**SOURCE TEXT**
- - - - - - -
UNITED STATES

SECURITIES AND EXCHANGE COMMISSION

Washington, D.C. 20549

FORM 8-K
CURRENT REPORT

Pursuant to Section 13 or 15(d) of the

Securities Exchange Act of 1934

Date of Report (Date of earliest event reported): November 28, 2016 (November 21, 2016)

NANOPHASE TECHNOLOGIES CORPORATION

(Exact name of registrant as specified in its charter)

Delaware   0-22333   36-3687863
(State or other   (Commission   (IRS Employer
jurisdiction of   File Number)   Identification No.)
incorporation)        

1319 Marquette Drive, Romeoville, Illinois 60446

(Address of principal executive offices) (Zip Code)

Registrant’s telephone number, including area code: (630) 771-6700

Not applicable

(Former name or former address, if changed since last report)

Check the appropriate box below if the Form 8-K filing is intended to simultaneously satisfy the filing obligation of the registrant under any of the following provisions (see General Instruction A.2. below):

☐       Written communications pursuant to Rule 425 under the Securities Act (17 CFR 230.425)

☐       Soliciting material pursuant to Rule 14a-12 under the Exchange Act (17 CFR 240.14a-12)

☐       Pre-commencement communications pursuant to Rule 14d-2(b) under the Exchange Act (17 CFR 240.14d-2(b))
- - - - - - -
Saved entries:
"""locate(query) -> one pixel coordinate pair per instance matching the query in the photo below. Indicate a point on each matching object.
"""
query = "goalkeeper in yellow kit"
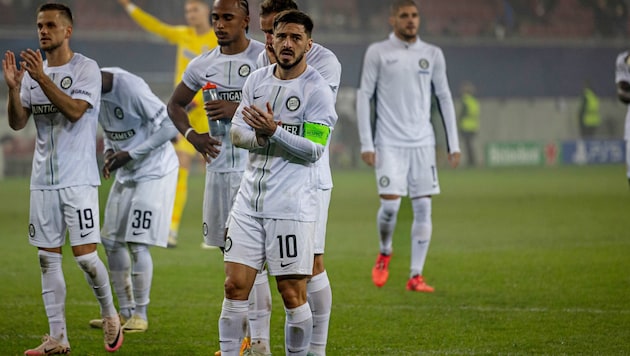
(192, 39)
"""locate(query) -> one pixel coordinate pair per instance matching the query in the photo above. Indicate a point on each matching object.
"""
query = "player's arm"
(151, 24)
(365, 93)
(446, 108)
(72, 109)
(18, 115)
(623, 91)
(203, 143)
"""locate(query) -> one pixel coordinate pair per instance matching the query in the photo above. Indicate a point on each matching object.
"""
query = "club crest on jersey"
(119, 113)
(384, 181)
(228, 244)
(66, 82)
(244, 70)
(293, 103)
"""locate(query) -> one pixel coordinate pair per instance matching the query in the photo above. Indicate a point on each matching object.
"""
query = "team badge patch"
(228, 244)
(66, 82)
(244, 70)
(119, 113)
(383, 181)
(293, 103)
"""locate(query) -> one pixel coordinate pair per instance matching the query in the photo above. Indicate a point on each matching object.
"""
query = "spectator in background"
(469, 120)
(192, 39)
(589, 115)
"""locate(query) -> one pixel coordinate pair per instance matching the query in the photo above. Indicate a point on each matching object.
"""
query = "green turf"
(524, 261)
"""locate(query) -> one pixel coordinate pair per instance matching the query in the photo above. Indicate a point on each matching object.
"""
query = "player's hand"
(454, 159)
(220, 109)
(369, 158)
(261, 121)
(205, 144)
(12, 76)
(113, 161)
(33, 62)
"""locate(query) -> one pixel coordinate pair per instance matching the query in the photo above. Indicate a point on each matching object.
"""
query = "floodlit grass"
(524, 261)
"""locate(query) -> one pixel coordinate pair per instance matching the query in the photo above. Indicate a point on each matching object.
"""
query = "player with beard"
(284, 120)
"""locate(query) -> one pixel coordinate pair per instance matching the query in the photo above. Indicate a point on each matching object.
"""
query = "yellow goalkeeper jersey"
(189, 45)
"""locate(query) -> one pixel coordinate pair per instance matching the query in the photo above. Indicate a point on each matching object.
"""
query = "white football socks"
(98, 278)
(54, 294)
(320, 301)
(386, 223)
(421, 229)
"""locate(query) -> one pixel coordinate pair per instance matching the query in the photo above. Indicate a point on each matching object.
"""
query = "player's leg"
(423, 183)
(113, 232)
(47, 232)
(289, 251)
(185, 154)
(244, 257)
(318, 289)
(391, 178)
(259, 314)
(148, 226)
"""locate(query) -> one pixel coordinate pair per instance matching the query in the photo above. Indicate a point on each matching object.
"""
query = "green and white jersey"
(402, 77)
(65, 152)
(327, 64)
(229, 73)
(131, 116)
(281, 179)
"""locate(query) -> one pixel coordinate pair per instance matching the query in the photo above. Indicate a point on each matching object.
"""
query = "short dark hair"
(63, 9)
(294, 16)
(397, 4)
(274, 6)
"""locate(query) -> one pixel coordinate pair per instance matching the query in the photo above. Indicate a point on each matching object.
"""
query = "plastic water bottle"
(217, 127)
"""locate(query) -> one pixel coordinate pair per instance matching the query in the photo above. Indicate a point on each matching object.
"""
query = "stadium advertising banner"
(593, 152)
(502, 154)
(532, 153)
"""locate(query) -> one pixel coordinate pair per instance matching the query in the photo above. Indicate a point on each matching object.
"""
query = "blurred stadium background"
(528, 59)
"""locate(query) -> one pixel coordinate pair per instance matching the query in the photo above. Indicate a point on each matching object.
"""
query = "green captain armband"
(317, 133)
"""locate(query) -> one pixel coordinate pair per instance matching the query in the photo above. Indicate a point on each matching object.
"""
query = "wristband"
(190, 129)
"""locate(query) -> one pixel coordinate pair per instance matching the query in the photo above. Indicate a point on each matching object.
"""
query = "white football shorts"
(323, 197)
(286, 245)
(54, 212)
(140, 212)
(407, 171)
(218, 198)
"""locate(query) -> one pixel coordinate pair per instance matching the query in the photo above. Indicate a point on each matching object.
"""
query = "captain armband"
(317, 133)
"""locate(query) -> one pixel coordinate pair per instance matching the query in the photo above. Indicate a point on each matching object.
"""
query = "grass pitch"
(524, 261)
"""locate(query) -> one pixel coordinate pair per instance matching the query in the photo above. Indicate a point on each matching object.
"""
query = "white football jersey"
(622, 74)
(229, 73)
(401, 76)
(277, 184)
(327, 64)
(65, 152)
(130, 114)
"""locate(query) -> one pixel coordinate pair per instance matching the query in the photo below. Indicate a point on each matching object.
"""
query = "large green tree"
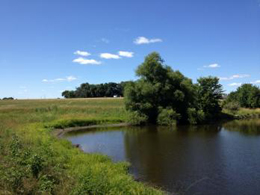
- - - - - - -
**PROMPT**
Carry on the Nanophase Technologies Form 8-K filing from its last line. These records come from a separate source.

**RESPONSE FOR THIS EXERCISE**
☐       Pre-commencement communications pursuant to Rule 13e-4(c) under the Exchange Act (17 CFR 240.13e-4(c))

 
 

Item 1.01

Entry into a Material Definitive Agreement

On November 21, 2016, Nanophase Technologies Corporation (the “Company”) and Roche Diagnostics GmbH (“Roche”) entered into the Second Amendment (the “Second Amendment”) to the Supply Agreement of March 3, 2006, as previously amended by the First Amendment dated November 19, 2014, between the Company and Roche (as previously amended, the “Supply Agreement”). The Second Amendment, which is effective as of December 1, 2016, sets forth the price per kilogram that will be payable by Roche and/or its affiliates to the Company for the Company’s products, based on a non-binding forecasted volume of products to be purchased by Roche in a given calendar year. The Second Amendment also (i) revises the definition of the term “Affiliates,” (ii) addresses the parties’ agreements, responsibilities, obligations, cost allocation and liability with respect to foreign trade control and customs matters and (iii) adds a section regarding the Company’s compliance with those laws and regulations related to safety, health and environmental matters that are applicable to the manufacture of the Company’s products at its manufacturing site, its respect of human rights, and its compliance, and its suppliers’ compliance, with the Roche Supplier Code of Conduct, which section provides Roche with the right to terminate the Supply Agreement at any time by written notice to the Company in the case of non-compliance.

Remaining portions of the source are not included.